### What to do
Let the line containing "Target: paper on floor" serve as the first line of the answer and the final line of the entries as its last, with every line between copied exactly.

### Study material
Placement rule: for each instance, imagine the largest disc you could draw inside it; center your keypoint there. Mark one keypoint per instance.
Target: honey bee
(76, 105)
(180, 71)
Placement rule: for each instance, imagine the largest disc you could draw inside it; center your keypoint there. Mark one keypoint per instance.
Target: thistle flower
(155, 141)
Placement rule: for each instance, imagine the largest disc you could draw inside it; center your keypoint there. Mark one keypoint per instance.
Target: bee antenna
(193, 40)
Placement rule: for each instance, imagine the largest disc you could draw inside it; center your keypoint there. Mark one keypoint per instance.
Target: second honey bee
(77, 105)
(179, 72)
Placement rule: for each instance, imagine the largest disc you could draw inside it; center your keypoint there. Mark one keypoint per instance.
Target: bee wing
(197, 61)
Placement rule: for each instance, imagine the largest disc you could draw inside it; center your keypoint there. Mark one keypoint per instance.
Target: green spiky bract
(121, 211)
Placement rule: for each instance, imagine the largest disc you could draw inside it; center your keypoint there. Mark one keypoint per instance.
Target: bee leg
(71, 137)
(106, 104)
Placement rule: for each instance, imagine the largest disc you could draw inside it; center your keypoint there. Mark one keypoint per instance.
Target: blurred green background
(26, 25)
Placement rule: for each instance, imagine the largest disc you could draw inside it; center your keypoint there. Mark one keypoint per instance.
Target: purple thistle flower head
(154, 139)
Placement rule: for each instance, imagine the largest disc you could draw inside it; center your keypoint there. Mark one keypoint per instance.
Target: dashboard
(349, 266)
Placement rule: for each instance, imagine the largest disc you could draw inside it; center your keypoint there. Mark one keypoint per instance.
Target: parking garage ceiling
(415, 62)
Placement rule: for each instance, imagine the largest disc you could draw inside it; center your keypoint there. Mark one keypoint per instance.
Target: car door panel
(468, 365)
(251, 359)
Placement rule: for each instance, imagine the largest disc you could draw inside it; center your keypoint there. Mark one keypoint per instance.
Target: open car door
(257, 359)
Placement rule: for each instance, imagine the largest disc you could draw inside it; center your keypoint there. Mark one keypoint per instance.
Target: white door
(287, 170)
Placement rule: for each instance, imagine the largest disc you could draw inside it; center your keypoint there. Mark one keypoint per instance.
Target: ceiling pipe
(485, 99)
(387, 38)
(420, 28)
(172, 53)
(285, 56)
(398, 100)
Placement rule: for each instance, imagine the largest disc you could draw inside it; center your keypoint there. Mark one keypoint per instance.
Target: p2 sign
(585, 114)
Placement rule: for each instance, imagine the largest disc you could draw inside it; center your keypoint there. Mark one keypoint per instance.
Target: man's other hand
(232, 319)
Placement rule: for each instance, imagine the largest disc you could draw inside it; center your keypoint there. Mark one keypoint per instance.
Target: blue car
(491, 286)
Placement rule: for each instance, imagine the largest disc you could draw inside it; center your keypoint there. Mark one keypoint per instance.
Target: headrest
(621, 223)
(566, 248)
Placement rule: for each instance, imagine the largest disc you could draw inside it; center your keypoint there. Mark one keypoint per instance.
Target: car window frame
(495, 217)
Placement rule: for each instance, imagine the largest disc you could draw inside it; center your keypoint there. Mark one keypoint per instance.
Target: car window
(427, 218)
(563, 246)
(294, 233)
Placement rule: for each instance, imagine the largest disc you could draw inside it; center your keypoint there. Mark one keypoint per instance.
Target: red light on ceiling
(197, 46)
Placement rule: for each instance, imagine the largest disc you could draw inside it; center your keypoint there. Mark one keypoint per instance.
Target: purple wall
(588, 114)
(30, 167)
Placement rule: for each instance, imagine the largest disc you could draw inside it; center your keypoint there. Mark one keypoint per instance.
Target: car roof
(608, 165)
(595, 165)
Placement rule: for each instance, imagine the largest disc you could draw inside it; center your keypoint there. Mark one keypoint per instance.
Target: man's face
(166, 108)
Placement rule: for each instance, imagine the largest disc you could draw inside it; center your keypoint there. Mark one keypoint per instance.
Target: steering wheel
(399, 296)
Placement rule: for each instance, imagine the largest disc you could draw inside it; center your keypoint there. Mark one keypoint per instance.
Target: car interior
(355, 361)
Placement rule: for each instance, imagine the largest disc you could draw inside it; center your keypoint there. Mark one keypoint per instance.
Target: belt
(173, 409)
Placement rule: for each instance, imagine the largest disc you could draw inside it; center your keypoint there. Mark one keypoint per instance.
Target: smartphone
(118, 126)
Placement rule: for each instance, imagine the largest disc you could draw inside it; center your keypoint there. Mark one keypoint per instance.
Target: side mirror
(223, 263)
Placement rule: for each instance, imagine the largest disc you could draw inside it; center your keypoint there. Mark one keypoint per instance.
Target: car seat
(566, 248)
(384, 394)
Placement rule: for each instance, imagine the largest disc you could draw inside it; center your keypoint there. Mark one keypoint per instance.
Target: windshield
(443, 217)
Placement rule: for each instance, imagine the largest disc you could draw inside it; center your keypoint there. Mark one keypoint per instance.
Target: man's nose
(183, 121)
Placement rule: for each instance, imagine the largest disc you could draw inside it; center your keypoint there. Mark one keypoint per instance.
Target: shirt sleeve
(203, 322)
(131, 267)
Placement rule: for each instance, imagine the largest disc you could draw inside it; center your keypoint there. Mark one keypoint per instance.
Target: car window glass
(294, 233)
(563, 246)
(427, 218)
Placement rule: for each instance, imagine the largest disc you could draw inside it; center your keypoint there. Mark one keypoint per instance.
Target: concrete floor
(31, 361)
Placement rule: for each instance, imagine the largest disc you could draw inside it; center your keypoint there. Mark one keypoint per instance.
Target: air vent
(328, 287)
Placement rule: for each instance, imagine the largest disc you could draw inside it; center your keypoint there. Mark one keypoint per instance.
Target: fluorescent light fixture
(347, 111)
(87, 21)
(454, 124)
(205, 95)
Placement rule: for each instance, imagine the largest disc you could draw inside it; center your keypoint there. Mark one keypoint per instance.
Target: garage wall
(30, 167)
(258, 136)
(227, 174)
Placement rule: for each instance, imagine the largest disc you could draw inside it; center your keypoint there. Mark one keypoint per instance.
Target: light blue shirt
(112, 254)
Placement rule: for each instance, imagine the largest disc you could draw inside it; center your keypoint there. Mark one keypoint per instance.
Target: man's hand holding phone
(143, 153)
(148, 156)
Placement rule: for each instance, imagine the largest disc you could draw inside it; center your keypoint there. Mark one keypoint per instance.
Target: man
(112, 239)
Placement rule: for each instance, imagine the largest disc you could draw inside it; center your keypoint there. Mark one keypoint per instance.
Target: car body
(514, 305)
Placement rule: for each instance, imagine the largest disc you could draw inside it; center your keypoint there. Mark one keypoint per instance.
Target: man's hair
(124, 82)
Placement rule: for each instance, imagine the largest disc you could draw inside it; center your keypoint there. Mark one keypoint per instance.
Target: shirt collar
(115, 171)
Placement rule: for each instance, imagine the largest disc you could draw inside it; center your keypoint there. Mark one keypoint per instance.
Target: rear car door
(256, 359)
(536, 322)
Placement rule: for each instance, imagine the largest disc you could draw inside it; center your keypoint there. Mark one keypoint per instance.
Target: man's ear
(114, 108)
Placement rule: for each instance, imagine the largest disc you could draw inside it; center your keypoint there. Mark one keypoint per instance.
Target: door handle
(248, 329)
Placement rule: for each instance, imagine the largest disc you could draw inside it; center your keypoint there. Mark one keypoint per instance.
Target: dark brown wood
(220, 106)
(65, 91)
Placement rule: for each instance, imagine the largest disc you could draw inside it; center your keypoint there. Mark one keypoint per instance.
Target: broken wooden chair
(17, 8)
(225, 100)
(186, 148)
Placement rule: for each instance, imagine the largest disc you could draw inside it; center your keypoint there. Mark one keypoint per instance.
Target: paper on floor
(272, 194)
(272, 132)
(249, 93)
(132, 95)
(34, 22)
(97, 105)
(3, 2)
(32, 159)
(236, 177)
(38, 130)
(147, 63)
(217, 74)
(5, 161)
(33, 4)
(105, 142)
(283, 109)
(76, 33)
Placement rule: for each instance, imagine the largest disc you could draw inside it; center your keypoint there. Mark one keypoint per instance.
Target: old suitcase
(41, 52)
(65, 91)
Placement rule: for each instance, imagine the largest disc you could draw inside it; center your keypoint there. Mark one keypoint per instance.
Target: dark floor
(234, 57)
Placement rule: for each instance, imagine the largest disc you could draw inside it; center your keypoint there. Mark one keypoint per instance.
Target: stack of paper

### Exercise answer
Target: paper on floor
(272, 194)
(272, 132)
(249, 93)
(132, 95)
(34, 22)
(97, 105)
(3, 2)
(32, 159)
(236, 177)
(38, 130)
(147, 63)
(217, 74)
(5, 161)
(33, 4)
(105, 142)
(283, 109)
(76, 33)
Placement rule: for each instance, imagine the largest disc you could draw inside it; center your keypoint there. Mark one keypoint per instance.
Target: old suitcase
(41, 52)
(65, 91)
Placement rule: for each instance, imagine the largest disc you could draw inside it; center your keypoint there. Mark one keypoint per instance.
Target: dark floor
(234, 57)
Placement rule: for each instance, imagine the largest disc you could draw inside it; center your keypoint there. Mark one keypoint per instance.
Target: stack of paper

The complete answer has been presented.